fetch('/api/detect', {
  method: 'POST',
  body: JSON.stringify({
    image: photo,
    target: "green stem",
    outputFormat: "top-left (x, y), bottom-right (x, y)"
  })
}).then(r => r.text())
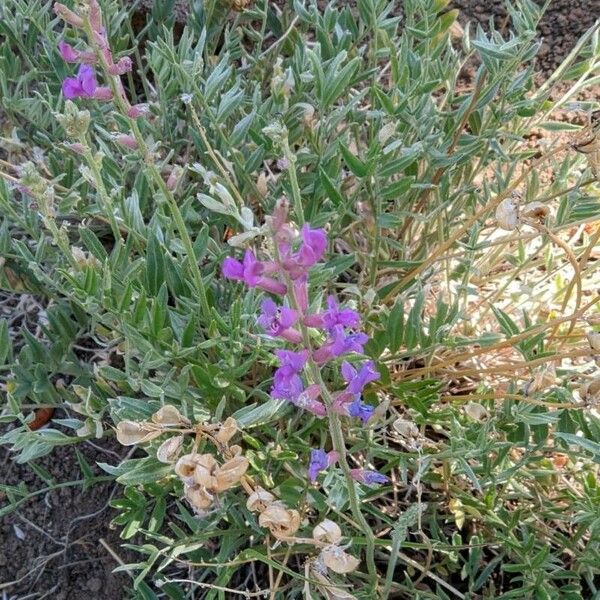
top-left (82, 19), bottom-right (211, 320)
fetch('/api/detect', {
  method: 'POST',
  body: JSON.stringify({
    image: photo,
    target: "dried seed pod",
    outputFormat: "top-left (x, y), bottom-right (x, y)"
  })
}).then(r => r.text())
top-left (495, 198), bottom-right (519, 230)
top-left (521, 202), bottom-right (549, 221)
top-left (151, 405), bottom-right (190, 427)
top-left (464, 402), bottom-right (489, 421)
top-left (258, 502), bottom-right (301, 539)
top-left (586, 331), bottom-right (600, 352)
top-left (215, 456), bottom-right (249, 492)
top-left (229, 444), bottom-right (243, 456)
top-left (580, 377), bottom-right (600, 404)
top-left (156, 435), bottom-right (184, 463)
top-left (184, 484), bottom-right (213, 511)
top-left (193, 454), bottom-right (219, 490)
top-left (175, 454), bottom-right (203, 481)
top-left (246, 487), bottom-right (276, 512)
top-left (115, 420), bottom-right (161, 446)
top-left (392, 418), bottom-right (419, 438)
top-left (320, 545), bottom-right (361, 574)
top-left (215, 417), bottom-right (238, 444)
top-left (311, 570), bottom-right (358, 600)
top-left (313, 519), bottom-right (342, 545)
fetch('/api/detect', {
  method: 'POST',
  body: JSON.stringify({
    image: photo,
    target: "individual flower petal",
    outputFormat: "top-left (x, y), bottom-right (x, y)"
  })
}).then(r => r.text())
top-left (308, 449), bottom-right (338, 481)
top-left (78, 64), bottom-right (97, 95)
top-left (347, 396), bottom-right (374, 423)
top-left (342, 360), bottom-right (380, 394)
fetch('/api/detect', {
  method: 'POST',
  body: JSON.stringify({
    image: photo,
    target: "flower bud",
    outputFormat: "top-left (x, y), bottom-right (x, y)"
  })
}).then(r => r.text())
top-left (108, 56), bottom-right (133, 75)
top-left (127, 103), bottom-right (150, 118)
top-left (54, 3), bottom-right (84, 27)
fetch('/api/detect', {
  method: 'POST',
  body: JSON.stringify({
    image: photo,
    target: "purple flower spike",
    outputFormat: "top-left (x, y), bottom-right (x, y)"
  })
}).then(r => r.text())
top-left (341, 360), bottom-right (380, 395)
top-left (257, 299), bottom-right (301, 343)
top-left (62, 64), bottom-right (97, 99)
top-left (350, 469), bottom-right (389, 486)
top-left (58, 40), bottom-right (80, 63)
top-left (308, 449), bottom-right (339, 482)
top-left (222, 250), bottom-right (286, 295)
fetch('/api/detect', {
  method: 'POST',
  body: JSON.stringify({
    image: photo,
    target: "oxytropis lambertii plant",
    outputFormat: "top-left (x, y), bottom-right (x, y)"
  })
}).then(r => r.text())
top-left (114, 198), bottom-right (388, 591)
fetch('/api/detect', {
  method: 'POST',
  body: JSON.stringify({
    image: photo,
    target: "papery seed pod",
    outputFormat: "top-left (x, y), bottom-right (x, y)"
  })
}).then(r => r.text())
top-left (184, 484), bottom-right (213, 510)
top-left (246, 487), bottom-right (275, 512)
top-left (215, 417), bottom-right (238, 444)
top-left (521, 202), bottom-right (549, 221)
top-left (320, 545), bottom-right (360, 574)
top-left (152, 405), bottom-right (190, 427)
top-left (115, 420), bottom-right (161, 445)
top-left (311, 570), bottom-right (357, 600)
top-left (193, 454), bottom-right (219, 489)
top-left (392, 418), bottom-right (419, 438)
top-left (586, 331), bottom-right (600, 352)
top-left (313, 519), bottom-right (342, 545)
top-left (215, 456), bottom-right (249, 492)
top-left (464, 402), bottom-right (489, 421)
top-left (495, 198), bottom-right (519, 230)
top-left (175, 454), bottom-right (202, 480)
top-left (258, 502), bottom-right (301, 539)
top-left (580, 377), bottom-right (600, 404)
top-left (156, 435), bottom-right (184, 463)
top-left (229, 444), bottom-right (243, 456)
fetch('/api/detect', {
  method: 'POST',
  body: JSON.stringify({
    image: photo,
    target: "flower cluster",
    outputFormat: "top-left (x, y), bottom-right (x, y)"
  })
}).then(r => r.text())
top-left (54, 1), bottom-right (148, 117)
top-left (222, 200), bottom-right (387, 486)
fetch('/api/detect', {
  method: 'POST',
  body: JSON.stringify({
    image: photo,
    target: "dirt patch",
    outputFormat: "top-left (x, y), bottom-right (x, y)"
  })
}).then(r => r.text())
top-left (0, 436), bottom-right (135, 599)
top-left (450, 0), bottom-right (599, 74)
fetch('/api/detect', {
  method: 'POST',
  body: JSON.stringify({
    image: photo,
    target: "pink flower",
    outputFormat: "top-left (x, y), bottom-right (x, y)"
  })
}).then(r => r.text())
top-left (58, 41), bottom-right (80, 63)
top-left (222, 250), bottom-right (286, 295)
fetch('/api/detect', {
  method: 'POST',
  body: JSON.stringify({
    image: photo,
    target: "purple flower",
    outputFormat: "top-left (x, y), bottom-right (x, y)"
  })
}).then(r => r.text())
top-left (271, 350), bottom-right (308, 401)
top-left (305, 296), bottom-right (360, 330)
top-left (62, 64), bottom-right (112, 101)
top-left (257, 299), bottom-right (301, 343)
top-left (291, 383), bottom-right (327, 417)
top-left (58, 40), bottom-right (80, 63)
top-left (222, 250), bottom-right (286, 295)
top-left (350, 469), bottom-right (389, 486)
top-left (280, 225), bottom-right (327, 279)
top-left (313, 325), bottom-right (369, 364)
top-left (347, 397), bottom-right (374, 423)
top-left (341, 360), bottom-right (380, 394)
top-left (308, 449), bottom-right (339, 482)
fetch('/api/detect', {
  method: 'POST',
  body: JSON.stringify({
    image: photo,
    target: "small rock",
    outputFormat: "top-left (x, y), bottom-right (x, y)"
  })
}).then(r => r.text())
top-left (87, 577), bottom-right (102, 593)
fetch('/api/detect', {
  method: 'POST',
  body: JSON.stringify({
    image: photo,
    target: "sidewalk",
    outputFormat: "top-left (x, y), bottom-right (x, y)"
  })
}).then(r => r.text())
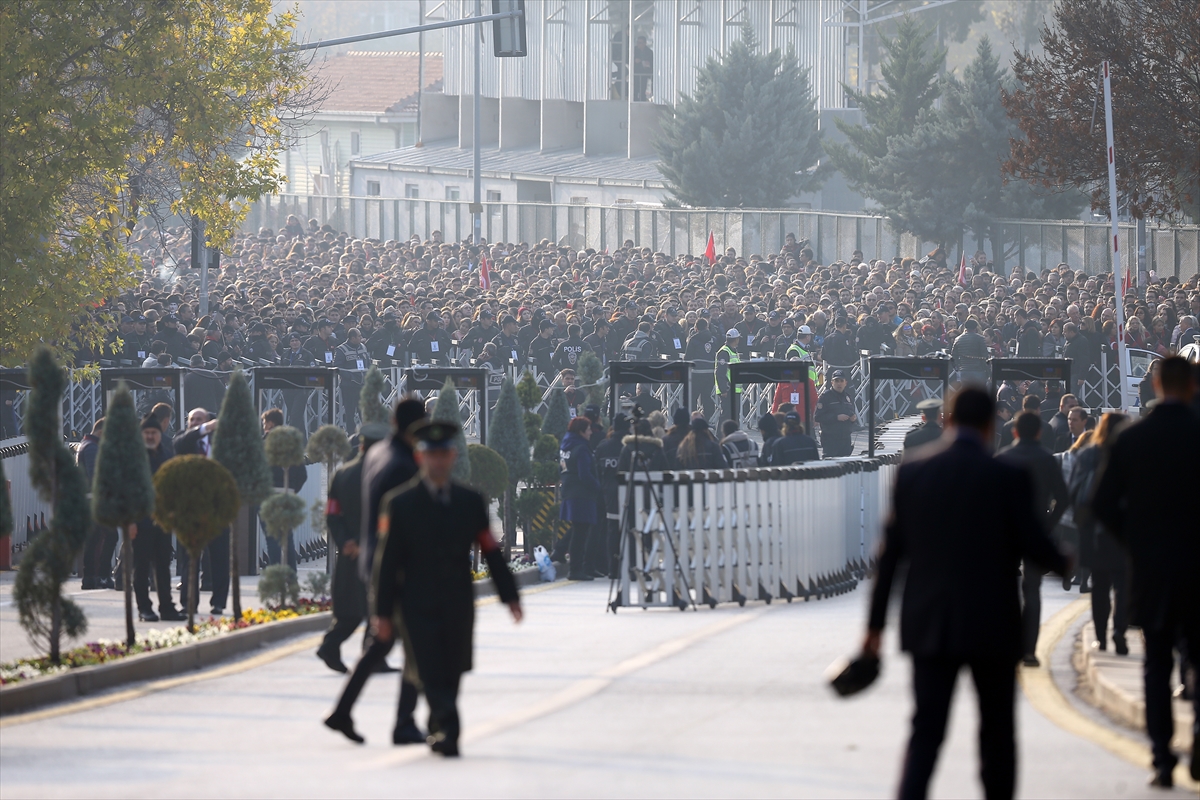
top-left (1074, 620), bottom-right (1194, 754)
top-left (0, 566), bottom-right (329, 665)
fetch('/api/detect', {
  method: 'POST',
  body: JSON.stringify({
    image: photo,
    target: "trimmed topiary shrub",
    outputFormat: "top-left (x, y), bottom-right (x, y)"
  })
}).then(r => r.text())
top-left (540, 387), bottom-right (570, 440)
top-left (152, 456), bottom-right (240, 632)
top-left (467, 443), bottom-right (508, 502)
top-left (258, 564), bottom-right (300, 609)
top-left (92, 383), bottom-right (156, 646)
top-left (487, 377), bottom-right (530, 558)
top-left (432, 378), bottom-right (471, 483)
top-left (515, 370), bottom-right (542, 410)
top-left (358, 365), bottom-right (388, 425)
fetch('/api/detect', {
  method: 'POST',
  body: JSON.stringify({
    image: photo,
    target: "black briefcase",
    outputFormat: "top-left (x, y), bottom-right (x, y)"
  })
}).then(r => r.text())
top-left (827, 654), bottom-right (881, 697)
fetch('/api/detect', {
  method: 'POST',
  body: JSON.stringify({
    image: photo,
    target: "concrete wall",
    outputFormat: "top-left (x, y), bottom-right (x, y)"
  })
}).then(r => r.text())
top-left (420, 94), bottom-right (459, 143)
top-left (500, 98), bottom-right (540, 150)
top-left (629, 103), bottom-right (669, 158)
top-left (459, 95), bottom-right (499, 148)
top-left (540, 100), bottom-right (583, 152)
top-left (584, 100), bottom-right (627, 156)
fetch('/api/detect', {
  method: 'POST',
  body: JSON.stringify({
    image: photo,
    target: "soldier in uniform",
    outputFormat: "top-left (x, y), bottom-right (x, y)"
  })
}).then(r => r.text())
top-left (902, 398), bottom-right (945, 457)
top-left (372, 420), bottom-right (523, 757)
top-left (316, 421), bottom-right (391, 674)
top-left (814, 369), bottom-right (858, 457)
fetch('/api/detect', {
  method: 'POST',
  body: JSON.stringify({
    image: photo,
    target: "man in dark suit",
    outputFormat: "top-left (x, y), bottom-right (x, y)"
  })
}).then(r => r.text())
top-left (862, 388), bottom-right (1068, 800)
top-left (996, 411), bottom-right (1070, 667)
top-left (173, 408), bottom-right (230, 615)
top-left (324, 398), bottom-right (427, 746)
top-left (371, 420), bottom-right (522, 757)
top-left (1092, 356), bottom-right (1200, 787)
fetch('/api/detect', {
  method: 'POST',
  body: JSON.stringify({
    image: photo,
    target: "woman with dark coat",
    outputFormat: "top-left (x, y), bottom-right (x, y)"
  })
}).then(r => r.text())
top-left (558, 416), bottom-right (602, 580)
top-left (758, 413), bottom-right (781, 466)
top-left (1070, 411), bottom-right (1131, 653)
top-left (675, 417), bottom-right (727, 470)
top-left (660, 408), bottom-right (690, 469)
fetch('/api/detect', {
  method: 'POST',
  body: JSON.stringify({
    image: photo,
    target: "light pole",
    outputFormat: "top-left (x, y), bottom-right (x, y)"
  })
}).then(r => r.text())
top-left (473, 0), bottom-right (483, 248)
top-left (1102, 60), bottom-right (1131, 411)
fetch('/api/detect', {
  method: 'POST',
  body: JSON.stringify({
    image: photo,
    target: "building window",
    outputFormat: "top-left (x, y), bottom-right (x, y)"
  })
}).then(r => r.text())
top-left (350, 131), bottom-right (361, 156)
top-left (445, 186), bottom-right (460, 201)
top-left (405, 184), bottom-right (420, 198)
top-left (570, 196), bottom-right (589, 205)
top-left (615, 198), bottom-right (635, 205)
top-left (366, 181), bottom-right (381, 196)
top-left (486, 190), bottom-right (502, 202)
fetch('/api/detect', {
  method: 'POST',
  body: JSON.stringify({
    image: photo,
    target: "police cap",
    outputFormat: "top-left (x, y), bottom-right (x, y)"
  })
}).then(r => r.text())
top-left (408, 419), bottom-right (461, 450)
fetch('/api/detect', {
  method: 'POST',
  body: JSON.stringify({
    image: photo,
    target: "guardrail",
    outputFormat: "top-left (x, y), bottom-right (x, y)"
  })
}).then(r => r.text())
top-left (611, 455), bottom-right (900, 611)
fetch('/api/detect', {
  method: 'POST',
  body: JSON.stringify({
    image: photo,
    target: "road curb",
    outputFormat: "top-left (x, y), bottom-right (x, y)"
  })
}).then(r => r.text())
top-left (1073, 621), bottom-right (1193, 753)
top-left (473, 566), bottom-right (548, 598)
top-left (0, 611), bottom-right (332, 717)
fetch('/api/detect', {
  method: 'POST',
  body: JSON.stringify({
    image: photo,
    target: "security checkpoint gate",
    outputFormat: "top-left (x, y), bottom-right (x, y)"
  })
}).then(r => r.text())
top-left (866, 357), bottom-right (951, 457)
top-left (988, 358), bottom-right (1072, 399)
top-left (254, 367), bottom-right (336, 437)
top-left (607, 361), bottom-right (693, 421)
top-left (728, 361), bottom-right (815, 434)
top-left (610, 456), bottom-right (901, 610)
top-left (100, 368), bottom-right (184, 436)
top-left (401, 367), bottom-right (488, 441)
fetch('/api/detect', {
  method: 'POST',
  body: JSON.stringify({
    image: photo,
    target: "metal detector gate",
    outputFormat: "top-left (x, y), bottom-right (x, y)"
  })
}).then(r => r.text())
top-left (402, 367), bottom-right (488, 442)
top-left (607, 362), bottom-right (693, 421)
top-left (728, 361), bottom-right (815, 434)
top-left (253, 367), bottom-right (336, 437)
top-left (988, 358), bottom-right (1072, 399)
top-left (100, 368), bottom-right (184, 437)
top-left (867, 357), bottom-right (950, 457)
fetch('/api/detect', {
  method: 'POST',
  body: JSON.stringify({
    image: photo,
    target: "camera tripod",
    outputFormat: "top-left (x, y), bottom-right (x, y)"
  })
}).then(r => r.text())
top-left (606, 407), bottom-right (696, 613)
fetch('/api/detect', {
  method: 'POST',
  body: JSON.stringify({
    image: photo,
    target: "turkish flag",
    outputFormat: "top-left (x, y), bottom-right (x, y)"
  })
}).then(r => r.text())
top-left (704, 231), bottom-right (716, 265)
top-left (957, 251), bottom-right (967, 287)
top-left (479, 252), bottom-right (491, 290)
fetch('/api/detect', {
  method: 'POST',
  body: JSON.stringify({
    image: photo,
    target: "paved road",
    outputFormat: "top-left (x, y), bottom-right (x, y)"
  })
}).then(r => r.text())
top-left (0, 580), bottom-right (1185, 799)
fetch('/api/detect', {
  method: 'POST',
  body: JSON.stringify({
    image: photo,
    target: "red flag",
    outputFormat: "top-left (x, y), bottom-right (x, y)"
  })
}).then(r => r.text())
top-left (957, 252), bottom-right (967, 287)
top-left (704, 231), bottom-right (716, 265)
top-left (479, 252), bottom-right (491, 290)
top-left (1121, 264), bottom-right (1133, 297)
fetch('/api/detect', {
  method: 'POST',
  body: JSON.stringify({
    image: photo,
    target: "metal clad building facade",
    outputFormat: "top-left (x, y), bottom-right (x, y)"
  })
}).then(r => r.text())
top-left (442, 0), bottom-right (845, 107)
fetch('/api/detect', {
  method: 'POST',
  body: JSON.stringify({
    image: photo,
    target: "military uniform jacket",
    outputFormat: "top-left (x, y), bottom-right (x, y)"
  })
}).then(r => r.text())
top-left (373, 479), bottom-right (519, 677)
top-left (903, 421), bottom-right (943, 452)
top-left (325, 455), bottom-right (365, 551)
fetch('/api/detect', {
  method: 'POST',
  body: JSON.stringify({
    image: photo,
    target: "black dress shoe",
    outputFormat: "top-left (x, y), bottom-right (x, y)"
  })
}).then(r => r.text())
top-left (316, 648), bottom-right (348, 674)
top-left (101, 577), bottom-right (116, 590)
top-left (392, 720), bottom-right (425, 745)
top-left (568, 573), bottom-right (594, 581)
top-left (1113, 636), bottom-right (1129, 656)
top-left (210, 607), bottom-right (224, 617)
top-left (1021, 654), bottom-right (1040, 668)
top-left (429, 736), bottom-right (459, 757)
top-left (1148, 766), bottom-right (1173, 788)
top-left (373, 661), bottom-right (399, 673)
top-left (323, 713), bottom-right (364, 744)
top-left (138, 609), bottom-right (160, 622)
top-left (81, 578), bottom-right (98, 590)
top-left (159, 608), bottom-right (186, 622)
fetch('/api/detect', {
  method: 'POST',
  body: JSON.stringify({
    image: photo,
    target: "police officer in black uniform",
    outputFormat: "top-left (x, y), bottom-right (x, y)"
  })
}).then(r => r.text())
top-left (903, 398), bottom-right (944, 455)
top-left (316, 421), bottom-right (391, 673)
top-left (814, 369), bottom-right (857, 457)
top-left (592, 413), bottom-right (630, 577)
top-left (684, 318), bottom-right (718, 418)
top-left (372, 420), bottom-right (523, 757)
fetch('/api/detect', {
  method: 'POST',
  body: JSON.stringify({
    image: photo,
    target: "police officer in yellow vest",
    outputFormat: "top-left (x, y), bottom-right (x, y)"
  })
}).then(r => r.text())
top-left (785, 325), bottom-right (820, 386)
top-left (716, 329), bottom-right (742, 422)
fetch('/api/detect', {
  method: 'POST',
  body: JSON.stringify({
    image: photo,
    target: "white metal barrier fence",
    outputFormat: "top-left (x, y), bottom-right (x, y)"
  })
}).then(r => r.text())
top-left (612, 456), bottom-right (900, 610)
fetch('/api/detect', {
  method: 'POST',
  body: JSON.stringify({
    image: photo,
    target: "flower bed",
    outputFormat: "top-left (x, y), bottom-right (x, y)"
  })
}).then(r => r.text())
top-left (472, 554), bottom-right (539, 582)
top-left (0, 599), bottom-right (330, 687)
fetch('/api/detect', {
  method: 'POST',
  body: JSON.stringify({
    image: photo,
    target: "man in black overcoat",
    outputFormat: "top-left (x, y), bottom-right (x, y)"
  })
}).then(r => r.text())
top-left (862, 388), bottom-right (1068, 800)
top-left (371, 420), bottom-right (523, 757)
top-left (1092, 356), bottom-right (1200, 787)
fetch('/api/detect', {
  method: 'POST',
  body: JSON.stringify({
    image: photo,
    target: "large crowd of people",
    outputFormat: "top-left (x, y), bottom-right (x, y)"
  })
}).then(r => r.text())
top-left (51, 213), bottom-right (1195, 443)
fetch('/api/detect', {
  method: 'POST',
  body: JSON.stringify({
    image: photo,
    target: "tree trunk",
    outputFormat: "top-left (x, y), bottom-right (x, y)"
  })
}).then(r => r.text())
top-left (187, 549), bottom-right (199, 633)
top-left (122, 526), bottom-right (135, 648)
top-left (230, 508), bottom-right (241, 620)
top-left (50, 594), bottom-right (61, 664)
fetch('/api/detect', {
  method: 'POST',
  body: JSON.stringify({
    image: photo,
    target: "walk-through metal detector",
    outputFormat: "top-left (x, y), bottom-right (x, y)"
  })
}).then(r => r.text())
top-left (100, 368), bottom-right (184, 435)
top-left (253, 367), bottom-right (336, 437)
top-left (867, 357), bottom-right (950, 457)
top-left (988, 358), bottom-right (1071, 397)
top-left (403, 366), bottom-right (489, 442)
top-left (607, 361), bottom-right (693, 421)
top-left (728, 361), bottom-right (815, 434)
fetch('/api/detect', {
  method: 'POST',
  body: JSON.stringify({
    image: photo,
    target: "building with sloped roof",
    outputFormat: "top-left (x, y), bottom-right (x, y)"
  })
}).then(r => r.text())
top-left (283, 50), bottom-right (443, 196)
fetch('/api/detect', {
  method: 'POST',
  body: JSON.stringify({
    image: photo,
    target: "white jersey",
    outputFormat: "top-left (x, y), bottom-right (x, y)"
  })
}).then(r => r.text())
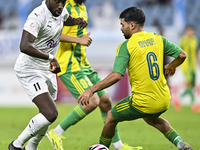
top-left (14, 0), bottom-right (69, 71)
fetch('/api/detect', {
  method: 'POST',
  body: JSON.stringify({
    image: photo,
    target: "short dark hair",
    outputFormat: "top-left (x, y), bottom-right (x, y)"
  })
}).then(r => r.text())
top-left (119, 7), bottom-right (145, 26)
top-left (185, 24), bottom-right (195, 30)
top-left (74, 0), bottom-right (86, 5)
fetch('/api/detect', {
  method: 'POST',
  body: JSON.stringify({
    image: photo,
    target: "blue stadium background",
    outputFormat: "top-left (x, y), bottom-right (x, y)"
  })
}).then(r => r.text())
top-left (0, 0), bottom-right (200, 39)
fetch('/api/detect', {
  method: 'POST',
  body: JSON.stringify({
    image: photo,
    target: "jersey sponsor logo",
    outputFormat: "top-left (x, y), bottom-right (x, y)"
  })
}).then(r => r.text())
top-left (46, 39), bottom-right (59, 48)
top-left (30, 23), bottom-right (35, 28)
top-left (138, 38), bottom-right (156, 48)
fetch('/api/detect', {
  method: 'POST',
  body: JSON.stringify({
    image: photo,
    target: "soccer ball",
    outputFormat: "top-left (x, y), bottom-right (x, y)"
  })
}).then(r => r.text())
top-left (88, 144), bottom-right (109, 150)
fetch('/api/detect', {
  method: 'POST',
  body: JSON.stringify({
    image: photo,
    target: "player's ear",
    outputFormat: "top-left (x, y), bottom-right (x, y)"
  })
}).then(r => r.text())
top-left (130, 22), bottom-right (136, 30)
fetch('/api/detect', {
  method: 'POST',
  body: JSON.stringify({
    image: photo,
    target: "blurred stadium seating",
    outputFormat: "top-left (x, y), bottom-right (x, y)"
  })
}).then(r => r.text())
top-left (86, 0), bottom-right (200, 40)
top-left (0, 0), bottom-right (199, 36)
top-left (183, 0), bottom-right (200, 39)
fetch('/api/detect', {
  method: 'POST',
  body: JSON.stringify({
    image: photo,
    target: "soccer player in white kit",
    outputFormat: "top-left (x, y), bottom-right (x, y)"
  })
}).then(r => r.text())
top-left (8, 0), bottom-right (87, 150)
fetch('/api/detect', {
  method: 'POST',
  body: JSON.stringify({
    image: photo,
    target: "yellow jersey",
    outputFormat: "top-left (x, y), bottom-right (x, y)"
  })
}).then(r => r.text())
top-left (56, 0), bottom-right (90, 76)
top-left (179, 35), bottom-right (199, 73)
top-left (113, 31), bottom-right (182, 113)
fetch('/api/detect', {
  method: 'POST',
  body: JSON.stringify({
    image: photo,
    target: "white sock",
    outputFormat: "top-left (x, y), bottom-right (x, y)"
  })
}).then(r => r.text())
top-left (25, 125), bottom-right (49, 150)
top-left (13, 113), bottom-right (51, 148)
top-left (112, 140), bottom-right (123, 150)
top-left (53, 124), bottom-right (65, 135)
top-left (177, 140), bottom-right (185, 149)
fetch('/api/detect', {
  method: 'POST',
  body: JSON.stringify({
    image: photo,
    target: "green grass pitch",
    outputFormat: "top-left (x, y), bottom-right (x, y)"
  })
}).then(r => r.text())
top-left (1, 103), bottom-right (200, 150)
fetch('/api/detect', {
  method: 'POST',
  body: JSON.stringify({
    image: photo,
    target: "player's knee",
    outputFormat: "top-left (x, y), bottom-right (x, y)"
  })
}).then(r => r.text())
top-left (104, 110), bottom-right (118, 129)
top-left (92, 100), bottom-right (99, 109)
top-left (100, 94), bottom-right (112, 104)
top-left (99, 94), bottom-right (112, 111)
top-left (103, 97), bottom-right (112, 107)
top-left (162, 118), bottom-right (170, 126)
top-left (107, 110), bottom-right (112, 118)
top-left (106, 110), bottom-right (115, 123)
top-left (90, 94), bottom-right (100, 108)
top-left (43, 109), bottom-right (58, 123)
top-left (48, 111), bottom-right (58, 123)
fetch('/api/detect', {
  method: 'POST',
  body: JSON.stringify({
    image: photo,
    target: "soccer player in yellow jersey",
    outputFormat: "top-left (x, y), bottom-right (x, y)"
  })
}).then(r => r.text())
top-left (46, 0), bottom-right (124, 150)
top-left (179, 25), bottom-right (199, 111)
top-left (78, 7), bottom-right (193, 150)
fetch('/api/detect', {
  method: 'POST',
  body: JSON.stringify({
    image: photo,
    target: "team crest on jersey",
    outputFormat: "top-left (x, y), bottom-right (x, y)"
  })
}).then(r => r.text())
top-left (46, 39), bottom-right (59, 48)
top-left (30, 23), bottom-right (35, 28)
+++
EXERCISE REQUIREMENTS – The expected output is every line of the records in which the string "flag" appears.

ANSWER BOX –
    target: "turkish flag",
    target: "red flag",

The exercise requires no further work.